#### [Directive 1]
In the chamber music camp story, how old was the narrator when attending CMC?

#### [Selection]
● ● ●

Story time! Chamber music camp!

When I was a teenager, I went to chamber music camp. No, seriously. At that point in my life, I was taking violin performance very seriously. Like “I want to go to music school and be a conductor someday” seriously. I eventually abandoned this dream for something that was seemingly more lucrative (cue narrator: reader, it was not more lucrative). 

But that is not this story!

I went to chamber music camp (hereafter referred to as CMC for the sake of brevity) when I was 15 years old. It was run through a university in the middle of nowhere. I was simultaneously excited and nervous; I had received my sheet music ahead of time and practiced it, but I hadn’t ever been part of an actual chamber group. 

When I eventually got there and settled in, I met my roommate T. They had jammed us all together in a large house on campus, like a frat house but for a bunch of weird kids playing instruments. T and I were set up in a room with bunkbeds. I was top bunk, as I always am, because when I was a child, I had an irrational fear that if the top bunk fell down for some reason, that I would be squished. Anyways, I had laid claim to the top bunk, but T and I soon discovered that we had the MOST MAGICAL ROOM in the house, and not for some dumb reason. A very special reason.

There was a sink.

● ● ●

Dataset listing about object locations
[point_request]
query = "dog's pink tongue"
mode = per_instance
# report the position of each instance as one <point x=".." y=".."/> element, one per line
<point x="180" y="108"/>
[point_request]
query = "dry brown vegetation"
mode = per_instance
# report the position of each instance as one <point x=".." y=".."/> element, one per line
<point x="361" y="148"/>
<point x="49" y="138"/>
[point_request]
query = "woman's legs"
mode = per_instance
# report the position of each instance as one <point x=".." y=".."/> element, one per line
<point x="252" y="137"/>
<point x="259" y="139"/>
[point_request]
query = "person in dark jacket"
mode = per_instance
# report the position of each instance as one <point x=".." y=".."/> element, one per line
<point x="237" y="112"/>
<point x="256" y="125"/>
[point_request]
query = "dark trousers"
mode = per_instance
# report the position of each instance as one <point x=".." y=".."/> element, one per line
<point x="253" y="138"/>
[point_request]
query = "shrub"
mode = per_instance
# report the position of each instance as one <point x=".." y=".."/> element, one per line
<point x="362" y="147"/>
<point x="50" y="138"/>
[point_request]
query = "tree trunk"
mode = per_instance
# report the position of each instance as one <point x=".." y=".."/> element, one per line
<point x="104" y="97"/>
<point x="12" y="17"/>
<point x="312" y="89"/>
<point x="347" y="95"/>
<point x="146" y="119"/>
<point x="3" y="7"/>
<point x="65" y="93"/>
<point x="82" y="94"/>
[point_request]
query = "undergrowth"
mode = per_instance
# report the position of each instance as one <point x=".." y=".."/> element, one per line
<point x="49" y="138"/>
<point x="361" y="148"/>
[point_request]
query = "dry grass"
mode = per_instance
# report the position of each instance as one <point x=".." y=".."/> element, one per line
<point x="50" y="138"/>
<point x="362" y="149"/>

● ● ●

#### [Directive 2]
Report how many lines of the listing above contain the string "query", counting matches as case-sensitive. Give only the number.

#### [Exercise result 1]
15 years old.

#### [Exercise result 2]
9